Texte à lire -
Afghanistan : 100 ans de recherches françaises (2/2). Les grands sites archéologiques

Dieu solaire Surya sur son char (détail). Relevé de peinture de la niche du Bouddha de 38 m, exécuté par Jean Carl en 1935. Gouache sur toile. H. 275 ; L. 186 cm. Fouilles de la DAFA, mission Joseph Hackin (1930). Paris, MNAAG, MG 24012. © RMN-Grand Palais (MNAAG, Paris) / Thierry Ollivier / SP
Créée en 1922, la Délégation archéologique française en Afghanistan a profondément marqué la recherche scientifique dans ce pays. Afin de célébrer cet anniversaire, le musée national des arts asiatiques – Guimet propose à partir du 26 octobre 2022 une magistrale exposition, retraçant 100 ans de recherches archéologiques françaises en Afghanistan, et ce alors que le pays demeure aujourd’hui paralysé par le retour au pouvoir du régime taliban, qui fait craindre de nouvelles attaques contre le patrimoine.

Énoncé A -
Répondez à ces questions d'après le texte à lire :
(i) En quelle année Jean Carl a-t-il exécuté le relevé de peinture de la niche du Bouddha de 38 m ?
(ii) En quelle année la Délégation archéologique française en Afghanistan a-t-elle été créée ?
(iii) À partir de quelle date le musée Guimet propose-t-il son exposition ?
Énoncé B - Dans le texte à lire, condensez le paragraphe commençant par « Créée en 1922 » en conservant ses faits essentiels.

Informations affichées -
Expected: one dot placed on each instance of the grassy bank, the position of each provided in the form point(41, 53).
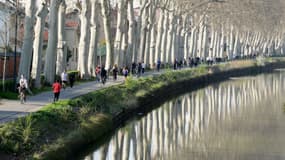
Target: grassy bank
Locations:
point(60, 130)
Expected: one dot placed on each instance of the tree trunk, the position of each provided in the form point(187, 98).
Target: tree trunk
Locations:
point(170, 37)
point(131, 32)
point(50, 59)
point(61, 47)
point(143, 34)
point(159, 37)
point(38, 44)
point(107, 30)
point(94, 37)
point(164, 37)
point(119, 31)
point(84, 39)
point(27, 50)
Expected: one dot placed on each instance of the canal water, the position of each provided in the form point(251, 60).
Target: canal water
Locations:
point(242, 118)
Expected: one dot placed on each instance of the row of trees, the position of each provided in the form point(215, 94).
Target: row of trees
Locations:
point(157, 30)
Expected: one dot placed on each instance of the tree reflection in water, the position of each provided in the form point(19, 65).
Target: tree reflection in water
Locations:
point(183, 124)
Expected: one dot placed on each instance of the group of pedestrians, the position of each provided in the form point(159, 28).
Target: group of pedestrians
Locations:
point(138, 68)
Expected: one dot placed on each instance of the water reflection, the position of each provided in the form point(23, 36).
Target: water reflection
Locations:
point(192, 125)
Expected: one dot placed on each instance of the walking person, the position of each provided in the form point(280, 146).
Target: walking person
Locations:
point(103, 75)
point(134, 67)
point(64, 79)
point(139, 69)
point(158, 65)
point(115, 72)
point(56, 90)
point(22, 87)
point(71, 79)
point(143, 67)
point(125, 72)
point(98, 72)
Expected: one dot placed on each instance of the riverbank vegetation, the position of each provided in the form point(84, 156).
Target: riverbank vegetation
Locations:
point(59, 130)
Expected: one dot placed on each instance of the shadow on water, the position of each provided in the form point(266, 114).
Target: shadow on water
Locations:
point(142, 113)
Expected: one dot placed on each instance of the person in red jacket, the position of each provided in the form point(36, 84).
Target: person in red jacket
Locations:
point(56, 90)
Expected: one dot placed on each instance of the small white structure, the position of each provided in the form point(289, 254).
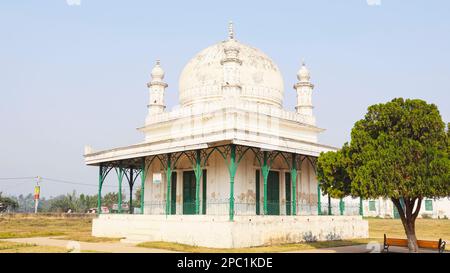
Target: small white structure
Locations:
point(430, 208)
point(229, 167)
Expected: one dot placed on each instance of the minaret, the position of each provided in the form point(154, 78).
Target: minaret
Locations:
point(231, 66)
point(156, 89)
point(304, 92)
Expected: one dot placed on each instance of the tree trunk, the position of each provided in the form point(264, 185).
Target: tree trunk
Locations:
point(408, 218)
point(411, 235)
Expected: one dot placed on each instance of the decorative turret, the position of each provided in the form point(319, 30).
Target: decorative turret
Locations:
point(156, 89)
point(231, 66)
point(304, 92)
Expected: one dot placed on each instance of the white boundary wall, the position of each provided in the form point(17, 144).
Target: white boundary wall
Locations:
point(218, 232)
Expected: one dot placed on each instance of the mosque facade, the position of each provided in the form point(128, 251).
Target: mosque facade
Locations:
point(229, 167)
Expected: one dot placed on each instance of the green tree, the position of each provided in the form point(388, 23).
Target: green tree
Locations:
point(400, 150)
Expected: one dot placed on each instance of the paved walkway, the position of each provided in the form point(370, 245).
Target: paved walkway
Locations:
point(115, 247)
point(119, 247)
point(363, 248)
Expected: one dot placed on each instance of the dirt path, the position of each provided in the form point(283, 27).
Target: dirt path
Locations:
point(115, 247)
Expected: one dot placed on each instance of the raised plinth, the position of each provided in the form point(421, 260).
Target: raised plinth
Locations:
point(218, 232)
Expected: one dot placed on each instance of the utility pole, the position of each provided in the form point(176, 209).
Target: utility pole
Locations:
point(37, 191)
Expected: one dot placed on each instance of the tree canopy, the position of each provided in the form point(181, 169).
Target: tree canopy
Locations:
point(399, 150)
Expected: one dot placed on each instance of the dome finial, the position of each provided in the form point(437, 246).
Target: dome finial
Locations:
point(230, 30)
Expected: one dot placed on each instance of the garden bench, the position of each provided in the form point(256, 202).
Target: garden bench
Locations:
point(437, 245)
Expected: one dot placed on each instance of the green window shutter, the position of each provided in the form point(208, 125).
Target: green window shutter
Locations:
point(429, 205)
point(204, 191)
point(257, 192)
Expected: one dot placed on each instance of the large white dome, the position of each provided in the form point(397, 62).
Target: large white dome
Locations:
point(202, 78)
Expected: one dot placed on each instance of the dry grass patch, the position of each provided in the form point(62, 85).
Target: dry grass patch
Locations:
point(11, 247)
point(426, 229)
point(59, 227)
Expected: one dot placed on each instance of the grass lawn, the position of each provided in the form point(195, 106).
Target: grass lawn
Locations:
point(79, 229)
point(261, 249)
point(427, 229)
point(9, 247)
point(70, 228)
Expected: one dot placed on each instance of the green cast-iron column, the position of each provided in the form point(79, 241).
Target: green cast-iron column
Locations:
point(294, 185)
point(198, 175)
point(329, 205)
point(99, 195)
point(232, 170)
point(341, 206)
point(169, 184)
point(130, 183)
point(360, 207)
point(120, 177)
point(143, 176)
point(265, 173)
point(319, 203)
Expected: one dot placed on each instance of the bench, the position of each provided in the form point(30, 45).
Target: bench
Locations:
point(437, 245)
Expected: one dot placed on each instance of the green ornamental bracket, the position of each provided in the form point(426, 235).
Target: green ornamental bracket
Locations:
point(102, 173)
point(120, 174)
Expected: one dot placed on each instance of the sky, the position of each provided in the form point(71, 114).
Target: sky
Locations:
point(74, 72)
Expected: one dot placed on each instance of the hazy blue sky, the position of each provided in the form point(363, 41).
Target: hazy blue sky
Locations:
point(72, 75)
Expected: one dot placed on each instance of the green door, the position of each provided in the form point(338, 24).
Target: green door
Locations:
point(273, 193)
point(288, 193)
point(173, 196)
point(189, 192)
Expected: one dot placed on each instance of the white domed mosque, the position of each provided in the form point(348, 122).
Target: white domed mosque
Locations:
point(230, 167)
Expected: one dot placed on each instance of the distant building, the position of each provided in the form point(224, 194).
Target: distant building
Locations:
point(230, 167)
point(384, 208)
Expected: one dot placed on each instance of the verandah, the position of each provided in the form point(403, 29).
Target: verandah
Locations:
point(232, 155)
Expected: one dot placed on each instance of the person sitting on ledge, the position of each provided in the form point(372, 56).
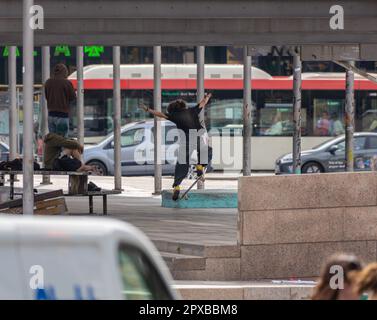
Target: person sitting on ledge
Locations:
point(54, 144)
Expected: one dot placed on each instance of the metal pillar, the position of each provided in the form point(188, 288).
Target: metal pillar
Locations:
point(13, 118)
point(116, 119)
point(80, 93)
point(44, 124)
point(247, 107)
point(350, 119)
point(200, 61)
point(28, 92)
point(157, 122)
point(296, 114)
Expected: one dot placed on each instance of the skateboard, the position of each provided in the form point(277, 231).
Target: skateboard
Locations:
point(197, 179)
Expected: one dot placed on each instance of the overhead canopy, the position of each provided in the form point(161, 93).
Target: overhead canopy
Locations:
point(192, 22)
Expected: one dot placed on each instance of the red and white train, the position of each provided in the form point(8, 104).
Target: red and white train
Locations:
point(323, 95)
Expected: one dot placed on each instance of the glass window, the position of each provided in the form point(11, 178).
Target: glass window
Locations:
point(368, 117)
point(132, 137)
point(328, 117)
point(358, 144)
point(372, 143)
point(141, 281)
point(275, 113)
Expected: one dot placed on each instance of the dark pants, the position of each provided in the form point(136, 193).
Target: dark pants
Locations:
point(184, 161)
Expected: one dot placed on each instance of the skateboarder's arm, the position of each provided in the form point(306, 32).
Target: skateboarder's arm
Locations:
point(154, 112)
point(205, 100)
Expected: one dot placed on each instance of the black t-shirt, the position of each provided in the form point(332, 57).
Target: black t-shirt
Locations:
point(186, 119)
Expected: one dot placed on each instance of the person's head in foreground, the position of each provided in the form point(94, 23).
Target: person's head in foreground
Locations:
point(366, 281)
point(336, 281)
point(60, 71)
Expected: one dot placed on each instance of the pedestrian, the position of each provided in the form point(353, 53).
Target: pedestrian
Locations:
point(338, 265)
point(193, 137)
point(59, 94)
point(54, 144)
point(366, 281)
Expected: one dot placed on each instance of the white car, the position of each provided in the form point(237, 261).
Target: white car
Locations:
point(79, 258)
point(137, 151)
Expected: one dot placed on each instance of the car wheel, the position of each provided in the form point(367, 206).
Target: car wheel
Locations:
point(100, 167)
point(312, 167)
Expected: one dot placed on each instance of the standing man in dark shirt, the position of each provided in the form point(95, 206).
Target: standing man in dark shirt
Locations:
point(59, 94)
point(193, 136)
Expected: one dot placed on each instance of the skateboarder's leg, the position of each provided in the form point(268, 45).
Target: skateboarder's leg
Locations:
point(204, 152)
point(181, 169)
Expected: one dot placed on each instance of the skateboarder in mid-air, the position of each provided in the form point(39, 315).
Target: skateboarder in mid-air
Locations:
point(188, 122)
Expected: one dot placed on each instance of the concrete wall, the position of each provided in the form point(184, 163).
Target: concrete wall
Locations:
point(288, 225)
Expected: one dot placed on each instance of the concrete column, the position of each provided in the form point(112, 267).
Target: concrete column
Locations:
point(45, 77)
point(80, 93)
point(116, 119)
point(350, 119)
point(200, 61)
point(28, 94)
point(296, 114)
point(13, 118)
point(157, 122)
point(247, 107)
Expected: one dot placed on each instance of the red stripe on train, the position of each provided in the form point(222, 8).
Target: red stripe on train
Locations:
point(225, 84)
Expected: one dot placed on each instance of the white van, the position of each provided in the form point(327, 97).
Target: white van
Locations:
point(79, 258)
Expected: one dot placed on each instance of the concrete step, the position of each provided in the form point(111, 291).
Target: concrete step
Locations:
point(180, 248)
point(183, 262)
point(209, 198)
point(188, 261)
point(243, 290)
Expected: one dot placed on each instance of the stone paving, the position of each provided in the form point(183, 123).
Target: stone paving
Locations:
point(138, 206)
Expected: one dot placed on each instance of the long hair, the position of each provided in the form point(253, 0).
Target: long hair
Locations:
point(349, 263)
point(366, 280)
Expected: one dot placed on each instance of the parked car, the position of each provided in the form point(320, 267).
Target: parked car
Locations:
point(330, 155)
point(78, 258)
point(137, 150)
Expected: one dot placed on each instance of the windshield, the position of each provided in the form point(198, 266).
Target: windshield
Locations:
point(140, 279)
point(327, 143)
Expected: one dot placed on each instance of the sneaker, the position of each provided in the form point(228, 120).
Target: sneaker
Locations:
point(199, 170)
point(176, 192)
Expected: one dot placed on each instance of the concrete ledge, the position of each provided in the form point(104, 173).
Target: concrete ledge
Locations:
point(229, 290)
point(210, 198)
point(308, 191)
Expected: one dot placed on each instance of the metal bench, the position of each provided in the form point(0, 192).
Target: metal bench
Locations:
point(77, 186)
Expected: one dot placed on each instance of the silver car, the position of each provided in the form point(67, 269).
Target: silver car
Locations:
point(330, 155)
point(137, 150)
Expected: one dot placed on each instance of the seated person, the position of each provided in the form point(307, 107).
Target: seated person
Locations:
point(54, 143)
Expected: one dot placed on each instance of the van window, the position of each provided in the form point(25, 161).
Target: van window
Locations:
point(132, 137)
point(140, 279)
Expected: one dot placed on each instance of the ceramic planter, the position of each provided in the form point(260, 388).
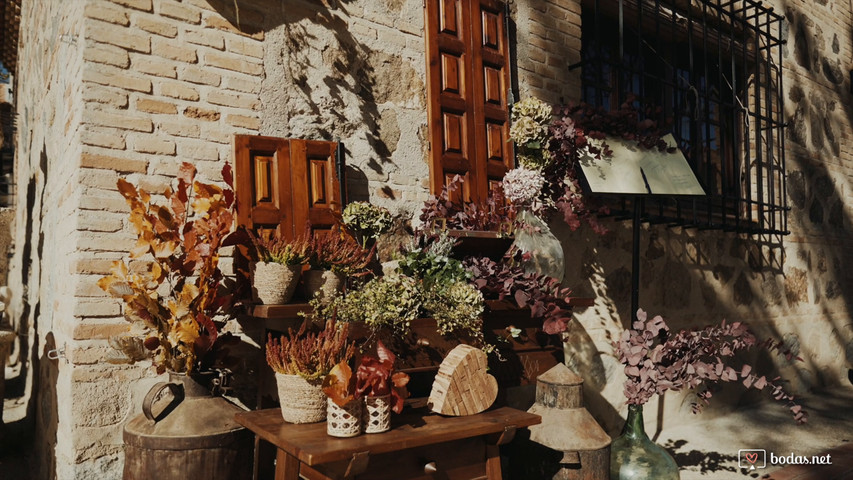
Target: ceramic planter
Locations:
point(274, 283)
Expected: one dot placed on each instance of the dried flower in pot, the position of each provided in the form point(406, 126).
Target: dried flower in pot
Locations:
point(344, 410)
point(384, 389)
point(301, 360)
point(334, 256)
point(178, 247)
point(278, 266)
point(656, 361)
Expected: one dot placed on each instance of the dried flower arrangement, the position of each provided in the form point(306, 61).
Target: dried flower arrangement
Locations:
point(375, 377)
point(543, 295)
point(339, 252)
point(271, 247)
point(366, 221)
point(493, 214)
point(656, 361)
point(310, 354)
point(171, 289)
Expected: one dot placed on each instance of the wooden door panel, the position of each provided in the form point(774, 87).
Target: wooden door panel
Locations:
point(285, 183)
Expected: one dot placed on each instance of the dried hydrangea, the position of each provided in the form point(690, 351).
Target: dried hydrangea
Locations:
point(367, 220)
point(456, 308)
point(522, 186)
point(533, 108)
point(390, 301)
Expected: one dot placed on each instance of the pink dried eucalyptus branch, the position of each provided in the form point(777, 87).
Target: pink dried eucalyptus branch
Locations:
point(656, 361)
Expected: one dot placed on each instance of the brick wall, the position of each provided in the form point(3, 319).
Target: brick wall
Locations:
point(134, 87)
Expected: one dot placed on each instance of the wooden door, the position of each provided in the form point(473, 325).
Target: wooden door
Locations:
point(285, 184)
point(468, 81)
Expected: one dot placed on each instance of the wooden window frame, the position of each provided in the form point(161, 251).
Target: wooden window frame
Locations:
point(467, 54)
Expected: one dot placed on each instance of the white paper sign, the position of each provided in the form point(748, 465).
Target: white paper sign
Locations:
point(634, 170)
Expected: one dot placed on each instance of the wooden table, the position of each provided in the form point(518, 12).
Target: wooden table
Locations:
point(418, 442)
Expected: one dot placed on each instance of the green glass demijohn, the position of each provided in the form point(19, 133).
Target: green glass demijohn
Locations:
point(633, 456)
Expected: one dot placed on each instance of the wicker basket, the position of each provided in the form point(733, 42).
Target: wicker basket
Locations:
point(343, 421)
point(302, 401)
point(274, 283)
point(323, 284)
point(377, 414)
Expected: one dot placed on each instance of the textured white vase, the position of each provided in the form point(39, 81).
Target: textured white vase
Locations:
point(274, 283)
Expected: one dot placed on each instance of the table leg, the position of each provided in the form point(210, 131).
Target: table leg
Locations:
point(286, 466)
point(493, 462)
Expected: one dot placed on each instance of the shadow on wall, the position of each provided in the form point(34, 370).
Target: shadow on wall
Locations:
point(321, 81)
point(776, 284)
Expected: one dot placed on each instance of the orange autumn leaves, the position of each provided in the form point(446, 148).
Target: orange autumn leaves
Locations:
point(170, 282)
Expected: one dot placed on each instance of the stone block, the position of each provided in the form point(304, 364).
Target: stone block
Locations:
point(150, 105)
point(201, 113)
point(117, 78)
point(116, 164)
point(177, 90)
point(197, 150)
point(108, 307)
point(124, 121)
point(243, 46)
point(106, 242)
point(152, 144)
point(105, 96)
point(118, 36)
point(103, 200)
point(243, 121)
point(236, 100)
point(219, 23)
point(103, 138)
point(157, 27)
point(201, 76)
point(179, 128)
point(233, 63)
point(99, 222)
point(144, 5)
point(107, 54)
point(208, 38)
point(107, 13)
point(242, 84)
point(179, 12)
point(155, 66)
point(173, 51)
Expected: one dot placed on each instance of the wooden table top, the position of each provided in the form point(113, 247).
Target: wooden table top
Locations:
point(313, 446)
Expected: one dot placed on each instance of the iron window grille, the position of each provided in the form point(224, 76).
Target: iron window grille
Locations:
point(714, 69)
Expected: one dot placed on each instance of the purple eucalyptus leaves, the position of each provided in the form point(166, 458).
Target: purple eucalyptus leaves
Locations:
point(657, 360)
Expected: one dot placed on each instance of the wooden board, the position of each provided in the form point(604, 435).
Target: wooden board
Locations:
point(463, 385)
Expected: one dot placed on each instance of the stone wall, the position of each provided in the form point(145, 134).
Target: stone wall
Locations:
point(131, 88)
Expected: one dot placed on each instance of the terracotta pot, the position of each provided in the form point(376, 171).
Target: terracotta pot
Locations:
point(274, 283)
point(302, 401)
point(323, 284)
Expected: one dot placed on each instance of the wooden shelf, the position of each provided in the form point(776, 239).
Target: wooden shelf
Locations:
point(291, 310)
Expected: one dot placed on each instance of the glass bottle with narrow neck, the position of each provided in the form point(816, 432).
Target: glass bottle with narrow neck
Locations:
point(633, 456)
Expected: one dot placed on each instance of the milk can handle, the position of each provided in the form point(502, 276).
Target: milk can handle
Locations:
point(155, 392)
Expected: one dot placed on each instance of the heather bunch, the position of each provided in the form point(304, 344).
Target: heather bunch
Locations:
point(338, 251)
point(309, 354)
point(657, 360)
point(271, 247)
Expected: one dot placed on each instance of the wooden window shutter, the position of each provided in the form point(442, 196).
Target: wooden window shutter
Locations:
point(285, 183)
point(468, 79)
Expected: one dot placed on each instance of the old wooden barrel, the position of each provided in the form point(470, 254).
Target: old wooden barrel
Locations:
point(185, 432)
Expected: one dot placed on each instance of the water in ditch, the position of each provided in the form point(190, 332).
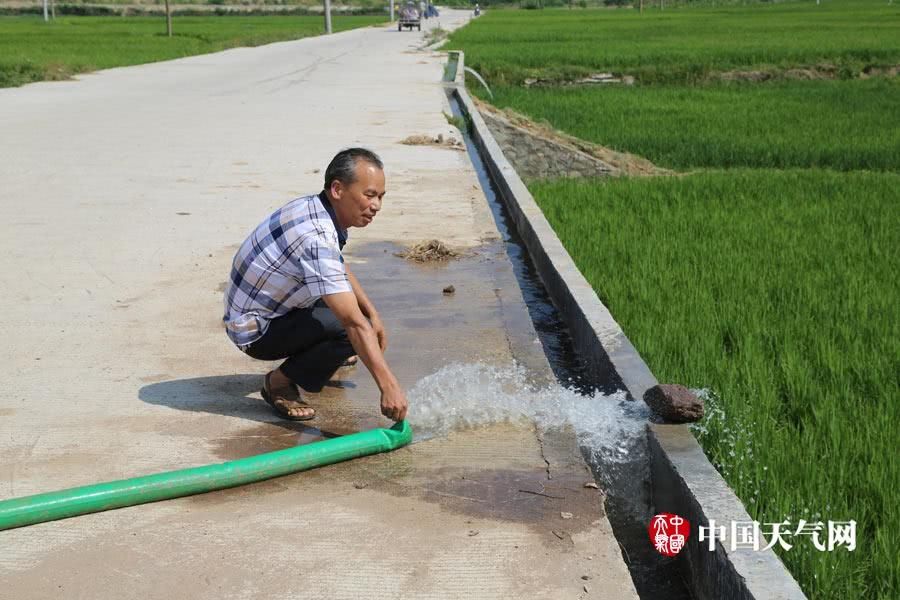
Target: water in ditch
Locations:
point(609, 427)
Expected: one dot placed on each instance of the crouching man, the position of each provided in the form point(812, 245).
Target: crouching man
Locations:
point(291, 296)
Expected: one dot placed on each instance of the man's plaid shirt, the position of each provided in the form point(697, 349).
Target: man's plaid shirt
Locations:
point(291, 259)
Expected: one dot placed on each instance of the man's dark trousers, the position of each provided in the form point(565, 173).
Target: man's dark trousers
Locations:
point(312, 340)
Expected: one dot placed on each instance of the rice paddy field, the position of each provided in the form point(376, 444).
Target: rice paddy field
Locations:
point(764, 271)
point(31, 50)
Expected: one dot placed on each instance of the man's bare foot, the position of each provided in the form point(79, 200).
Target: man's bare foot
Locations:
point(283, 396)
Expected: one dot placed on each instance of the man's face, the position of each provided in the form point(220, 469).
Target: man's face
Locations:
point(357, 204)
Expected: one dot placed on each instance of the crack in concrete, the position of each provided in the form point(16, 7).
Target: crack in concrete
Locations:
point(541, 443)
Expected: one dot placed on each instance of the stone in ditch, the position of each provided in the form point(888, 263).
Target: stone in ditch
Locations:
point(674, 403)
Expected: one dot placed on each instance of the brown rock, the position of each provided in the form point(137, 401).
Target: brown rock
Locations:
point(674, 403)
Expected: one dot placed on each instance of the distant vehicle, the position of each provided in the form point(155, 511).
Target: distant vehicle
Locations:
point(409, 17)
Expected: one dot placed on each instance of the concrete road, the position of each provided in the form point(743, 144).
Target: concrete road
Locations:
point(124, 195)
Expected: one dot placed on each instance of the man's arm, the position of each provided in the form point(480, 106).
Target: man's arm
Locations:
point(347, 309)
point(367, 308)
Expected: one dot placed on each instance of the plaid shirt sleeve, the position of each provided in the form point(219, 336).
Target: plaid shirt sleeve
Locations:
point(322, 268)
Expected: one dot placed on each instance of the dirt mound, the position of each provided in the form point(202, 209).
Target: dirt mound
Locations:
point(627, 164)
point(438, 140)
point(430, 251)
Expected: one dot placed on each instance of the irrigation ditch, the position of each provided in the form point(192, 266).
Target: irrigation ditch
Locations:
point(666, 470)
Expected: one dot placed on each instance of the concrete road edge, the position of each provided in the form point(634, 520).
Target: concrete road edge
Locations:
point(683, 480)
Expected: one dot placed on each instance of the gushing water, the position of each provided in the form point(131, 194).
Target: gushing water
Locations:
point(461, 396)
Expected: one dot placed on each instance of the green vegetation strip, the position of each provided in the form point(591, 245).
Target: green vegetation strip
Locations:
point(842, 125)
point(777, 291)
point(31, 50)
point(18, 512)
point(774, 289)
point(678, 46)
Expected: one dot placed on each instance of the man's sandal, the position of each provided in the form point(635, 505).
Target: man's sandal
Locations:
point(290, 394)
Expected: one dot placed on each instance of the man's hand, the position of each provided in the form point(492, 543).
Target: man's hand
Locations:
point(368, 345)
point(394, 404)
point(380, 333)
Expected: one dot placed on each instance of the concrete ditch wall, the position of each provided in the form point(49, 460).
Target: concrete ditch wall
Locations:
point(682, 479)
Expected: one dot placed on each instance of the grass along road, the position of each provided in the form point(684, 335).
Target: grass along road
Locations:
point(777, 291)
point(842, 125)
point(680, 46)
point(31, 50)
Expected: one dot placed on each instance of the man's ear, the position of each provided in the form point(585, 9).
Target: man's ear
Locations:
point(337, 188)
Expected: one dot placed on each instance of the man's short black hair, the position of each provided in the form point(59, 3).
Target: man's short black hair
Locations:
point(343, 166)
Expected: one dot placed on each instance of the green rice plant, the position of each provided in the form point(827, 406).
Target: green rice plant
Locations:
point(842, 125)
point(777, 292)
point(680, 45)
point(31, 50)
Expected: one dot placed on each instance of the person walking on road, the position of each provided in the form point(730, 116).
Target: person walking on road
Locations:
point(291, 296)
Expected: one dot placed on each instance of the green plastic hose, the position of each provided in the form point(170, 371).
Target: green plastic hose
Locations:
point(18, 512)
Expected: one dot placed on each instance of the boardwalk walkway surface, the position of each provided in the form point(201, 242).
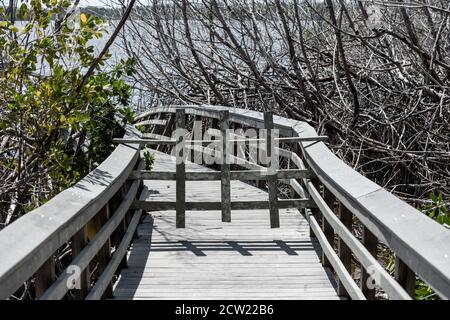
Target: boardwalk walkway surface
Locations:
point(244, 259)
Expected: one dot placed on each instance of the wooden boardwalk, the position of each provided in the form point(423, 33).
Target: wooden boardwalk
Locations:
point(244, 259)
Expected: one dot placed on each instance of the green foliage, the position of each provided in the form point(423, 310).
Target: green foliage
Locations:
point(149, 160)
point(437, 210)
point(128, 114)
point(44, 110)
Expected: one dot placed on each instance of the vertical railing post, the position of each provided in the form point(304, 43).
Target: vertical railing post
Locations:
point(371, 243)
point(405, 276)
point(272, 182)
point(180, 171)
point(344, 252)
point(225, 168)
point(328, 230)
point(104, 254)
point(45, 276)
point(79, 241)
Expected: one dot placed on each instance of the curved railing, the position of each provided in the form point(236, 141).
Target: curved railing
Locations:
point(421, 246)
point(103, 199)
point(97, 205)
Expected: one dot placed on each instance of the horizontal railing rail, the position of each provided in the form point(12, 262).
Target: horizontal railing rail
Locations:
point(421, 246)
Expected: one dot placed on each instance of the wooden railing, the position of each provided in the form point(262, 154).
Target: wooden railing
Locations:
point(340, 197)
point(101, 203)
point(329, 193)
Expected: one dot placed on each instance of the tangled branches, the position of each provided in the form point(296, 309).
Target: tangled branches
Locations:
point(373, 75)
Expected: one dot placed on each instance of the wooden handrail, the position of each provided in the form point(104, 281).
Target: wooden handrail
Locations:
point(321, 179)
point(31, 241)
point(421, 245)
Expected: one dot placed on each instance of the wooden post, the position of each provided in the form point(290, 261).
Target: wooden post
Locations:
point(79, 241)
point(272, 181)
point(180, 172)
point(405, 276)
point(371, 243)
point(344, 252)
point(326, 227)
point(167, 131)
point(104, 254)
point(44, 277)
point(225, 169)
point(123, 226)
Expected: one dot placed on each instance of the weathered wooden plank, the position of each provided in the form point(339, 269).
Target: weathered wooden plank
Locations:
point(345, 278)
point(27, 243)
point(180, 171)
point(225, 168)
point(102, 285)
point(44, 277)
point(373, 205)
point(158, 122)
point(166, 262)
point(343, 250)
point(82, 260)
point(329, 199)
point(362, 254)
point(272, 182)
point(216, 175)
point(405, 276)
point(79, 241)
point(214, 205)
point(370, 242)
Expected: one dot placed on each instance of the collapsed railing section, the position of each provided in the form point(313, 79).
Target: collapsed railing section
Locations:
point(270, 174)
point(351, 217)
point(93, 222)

Réponse rédigée A -
(i) En 1935.
(ii) En 1922.
(iii) À partir du 26 octobre 2022.

Réponse rédigée B - Fondée en 1922, la Délégation archéologique française en Afghanistan a profondément marqué la recherche scientifique dans ce pays. Pour cet anniversaire, le musée national des arts asiatiques – Guimet présente dès le 26 octobre 2022 une exposition sur 100 ans de recherches archéologiques françaises en Afghanistan. Le pays reste paralysé par le retour au pouvoir des talibans, qui fait craindre de nouvelles attaques contre le patrimoine.